___ SOURCE EXTRACT
McErlean is also proud of practical innovations: force colors, dark themes, custom keyboard shortcuts, and real-time accessibility checkers built into the platform. “Customers can check their theme or app conformance before publishing. It helps scale accessibility across the board.”
Still, challenges persist. The platform’s extreme customizability means clients can introduce inaccessible components unintentionally. “It’s a double-edged sword,” McErlean admitted. That’s why built-in checkers and ongoing customer education are critical. So too is the input and feedback of real users. It might seem like a long, tedious process, and that can make anyone hesitate. But it all starts with a simple truth: “If you build tech without considering people with disabilities, you’ve built it wrong,” McErlean said forcefully. And if you’re a tech company still treating accessibility like an annual compliance chore, Eamon’s advice is simple: “Start earlier, bake it into your design and get real users in the room. Let them break your shiny prototype before it breaks someone else’s experience.”
______
• [GIVEN REQUEST 1]:
Pick out each line in the listing below that contains the word "road".
___ TASK DATA
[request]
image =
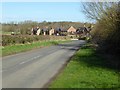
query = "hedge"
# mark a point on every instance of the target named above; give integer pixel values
(22, 39)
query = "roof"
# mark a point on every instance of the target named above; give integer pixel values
(71, 29)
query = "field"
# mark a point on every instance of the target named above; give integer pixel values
(87, 69)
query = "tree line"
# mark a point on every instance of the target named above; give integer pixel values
(106, 33)
(26, 26)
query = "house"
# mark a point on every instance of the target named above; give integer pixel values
(51, 31)
(71, 30)
(36, 31)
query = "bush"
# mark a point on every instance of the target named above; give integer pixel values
(22, 39)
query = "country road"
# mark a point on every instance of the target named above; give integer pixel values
(33, 69)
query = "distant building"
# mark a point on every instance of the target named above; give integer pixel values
(71, 30)
(51, 31)
(36, 31)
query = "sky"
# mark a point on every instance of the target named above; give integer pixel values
(43, 11)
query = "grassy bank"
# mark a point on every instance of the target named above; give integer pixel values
(87, 70)
(8, 50)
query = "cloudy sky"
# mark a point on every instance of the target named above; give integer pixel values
(42, 11)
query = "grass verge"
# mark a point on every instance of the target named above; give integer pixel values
(8, 50)
(87, 70)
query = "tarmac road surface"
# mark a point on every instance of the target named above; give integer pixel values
(33, 69)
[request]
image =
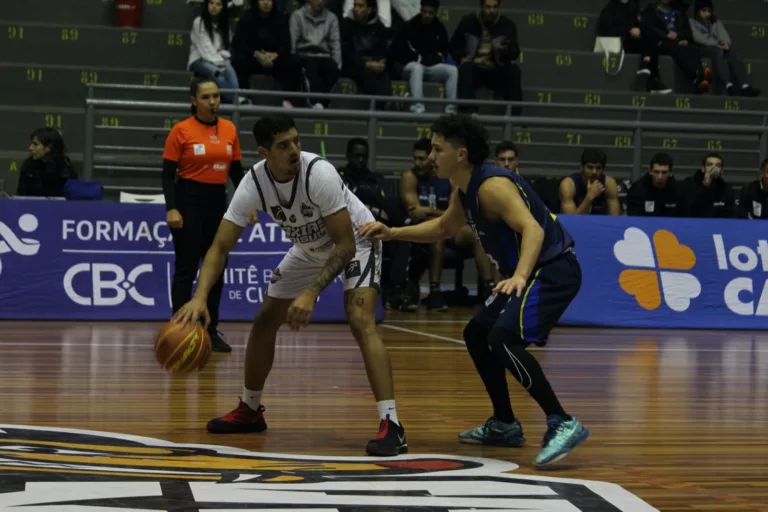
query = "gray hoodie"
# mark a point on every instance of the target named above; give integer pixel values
(315, 37)
(708, 33)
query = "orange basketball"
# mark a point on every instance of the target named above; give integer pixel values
(181, 350)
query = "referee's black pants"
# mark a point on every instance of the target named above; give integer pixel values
(202, 206)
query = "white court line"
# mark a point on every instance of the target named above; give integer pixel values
(105, 251)
(279, 346)
(584, 349)
(422, 333)
(427, 321)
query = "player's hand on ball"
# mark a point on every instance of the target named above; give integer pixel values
(300, 310)
(376, 230)
(514, 284)
(191, 313)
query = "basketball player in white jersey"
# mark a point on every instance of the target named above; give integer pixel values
(305, 195)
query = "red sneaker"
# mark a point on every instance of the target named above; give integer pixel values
(390, 440)
(241, 420)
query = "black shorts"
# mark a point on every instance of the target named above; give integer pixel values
(534, 314)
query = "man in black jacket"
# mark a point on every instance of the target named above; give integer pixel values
(670, 31)
(657, 194)
(420, 51)
(371, 189)
(753, 201)
(621, 18)
(364, 47)
(262, 46)
(709, 194)
(485, 46)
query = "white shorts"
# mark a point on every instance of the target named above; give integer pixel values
(297, 271)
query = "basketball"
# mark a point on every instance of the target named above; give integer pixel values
(182, 349)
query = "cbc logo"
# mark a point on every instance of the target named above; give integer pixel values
(107, 277)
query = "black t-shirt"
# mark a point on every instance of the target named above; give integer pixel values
(645, 200)
(715, 201)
______
• [GIVEN REQUEST 2]:
Please carry on with the accessibility article from where it stops.

• [FINAL ANSWER 1]:
query = "country road"
query = "tarmac road surface"

• [FINAL ANSWER 2]:
Through the work of these companies and organizations, we are reminded that accessibility goes beyond checkboxes and code, it centers on people. It means recognizing the individual on the other side of the screen and choosing to care, to include, and to make them feel seen and valued. Let this be a call to all of us: to build with empathy, to design with intention, and to ensure no one is left behind.